# YOUR GOAL
Copy the rows from the start through the line containing "x=447 y=438", renaming "large building" to "tall building" and leaving everything else as it is.

------ DATA FOR PROCESSING

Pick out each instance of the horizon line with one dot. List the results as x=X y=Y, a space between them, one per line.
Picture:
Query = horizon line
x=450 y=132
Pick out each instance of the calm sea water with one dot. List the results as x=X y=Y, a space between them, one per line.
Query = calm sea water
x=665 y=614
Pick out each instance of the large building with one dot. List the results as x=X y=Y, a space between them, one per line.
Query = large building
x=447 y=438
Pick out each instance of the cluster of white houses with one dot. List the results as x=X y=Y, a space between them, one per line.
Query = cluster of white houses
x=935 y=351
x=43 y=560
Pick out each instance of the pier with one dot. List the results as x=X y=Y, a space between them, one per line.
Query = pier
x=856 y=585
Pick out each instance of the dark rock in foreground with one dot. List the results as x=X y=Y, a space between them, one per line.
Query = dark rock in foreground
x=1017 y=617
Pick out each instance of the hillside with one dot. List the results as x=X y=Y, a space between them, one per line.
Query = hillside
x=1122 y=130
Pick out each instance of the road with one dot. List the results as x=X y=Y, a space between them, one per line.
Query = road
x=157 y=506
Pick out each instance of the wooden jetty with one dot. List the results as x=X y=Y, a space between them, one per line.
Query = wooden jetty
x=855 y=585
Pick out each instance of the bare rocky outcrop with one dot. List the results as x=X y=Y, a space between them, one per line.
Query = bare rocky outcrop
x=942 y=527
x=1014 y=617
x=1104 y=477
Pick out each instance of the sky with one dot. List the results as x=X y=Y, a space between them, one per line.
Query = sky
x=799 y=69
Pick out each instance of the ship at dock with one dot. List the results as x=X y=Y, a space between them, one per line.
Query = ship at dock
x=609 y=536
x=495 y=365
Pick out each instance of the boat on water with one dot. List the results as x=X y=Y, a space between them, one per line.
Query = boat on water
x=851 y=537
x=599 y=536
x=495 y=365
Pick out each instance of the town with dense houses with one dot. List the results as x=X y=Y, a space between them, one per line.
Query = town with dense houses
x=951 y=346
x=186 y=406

------------

# ANSWER
Pick out each instance of the horizon line with one dot. List the results as x=X y=Y, a space between them, one per line.
Picture:
Query = horizon line
x=450 y=132
Pick out each instance of the calm sea water with one dot. List the results as x=X y=Y, a space between them, one per line.
Query = calm sea water
x=665 y=614
Pick out each instance of the tall building with one dot. List the results as x=X y=Y, a space between them, one per line.
Query = tall building
x=447 y=438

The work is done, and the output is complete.